Iraquianas têm saudades de Saddam Hussein

Por Abdu Rahman e Dahr Jamail*

Bagdá, 15/3/2010 – No regime de Saddam Hussein (1979-2003), as mulheres do Iraque tinham quase os mesmos direitos que as do Ocidente. Porém, após a ocupação pelos Estados Unidos, em 2003, o Islã se converteu na religião oficial, o que deixou em poder dos clérigos a interpretação de suas liberdades. A lei de Estatuto Pessoal, que entrou em vigor em 14 de julho de 1958, quando os iraquianos derrubaram a monarquia instalada pela Grã-Bretanha, dava às iraquianas a maioria dos direitos que tinham as mulheres ocidentais.

Agora, o artigo 2 da Constituição diz que “o Islã é a religião oficial do Estado e é a fonte básica de sua legislação”. O inciso A afirma que “não serão aprovadas leis que contradigam as normas indiscutíveis do Islã”. Dessa forma, a interpretação dos direitos da mulher fica a cargo dos líderes religiosos, muitos deles sob a influência conservadora do vizinho Irã. Por exemplo, as funcionárias públicas tinham direito a licença maternidade de um ano, agora caiu para seis meses.

A ativista Yanar Mohammad acredita que a Constituição não protege as mulheres nem garante seus direitos básicos. Ela culpa os Estados Unidos por renunciarem à sua responsabilidade de ajudar o desenvolvimento de uma democracia pluralista no Iraque. Os norte-americanos invadiram este país em março de 2003, alegando que o regime de Saddam fabricava armas de destruição em massa, e ainda não retirou completamente suas tropas do território iraquiano.

══════════════════════════════

» Instruções do exercício:
(A) Transcreva do trecho selecionado a passagem entre "A ativista Yanar" e "do território iraquiano.", inclusive.
(B) Com base no trecho selecionado, responda:
(i) Em que data entrou em vigor a lei de Estatuto Pessoal?
(ii) Segundo o artigo 2 da Constituição, qual é a religião oficial do Estado?
(iii) A quanto foi reduzida a licença maternidade das funcionárias públicas?

» Informações exibidas:

══════════════════════════════

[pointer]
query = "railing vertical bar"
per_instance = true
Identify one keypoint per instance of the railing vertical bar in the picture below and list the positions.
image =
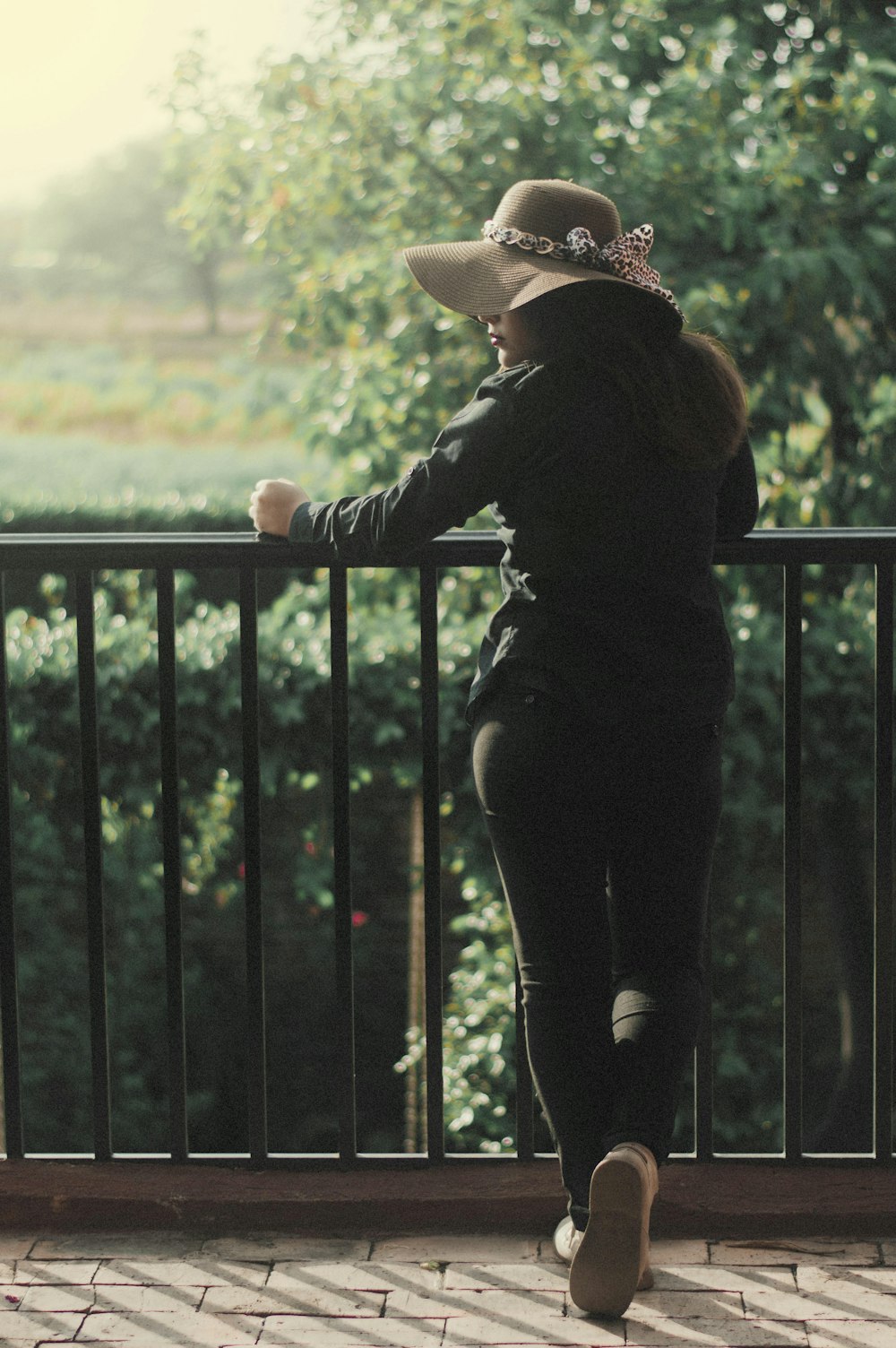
(431, 860)
(884, 866)
(13, 1141)
(703, 1073)
(256, 1038)
(93, 868)
(524, 1092)
(792, 863)
(342, 861)
(178, 1128)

══════════════════════════════

» Respostas por tarefa:
(A)
A ativista Yanar Mohammad acredita que a Constituição não protege as mulheres nem garante seus direitos básicos. Ela culpa os Estados Unidos por renunciarem à sua responsabilidade de ajudar o desenvolvimento de uma democracia pluralista no Iraque. Os norte-americanos invadiram este país em março de 2003, alegando que o regime de Saddam fabricava armas de destruição em massa, e ainda não retirou completamente suas tropas do território iraquiano.

(B)
(i) Em 14 de julho de 1958.
(ii) O Islã.
(iii) A seis meses.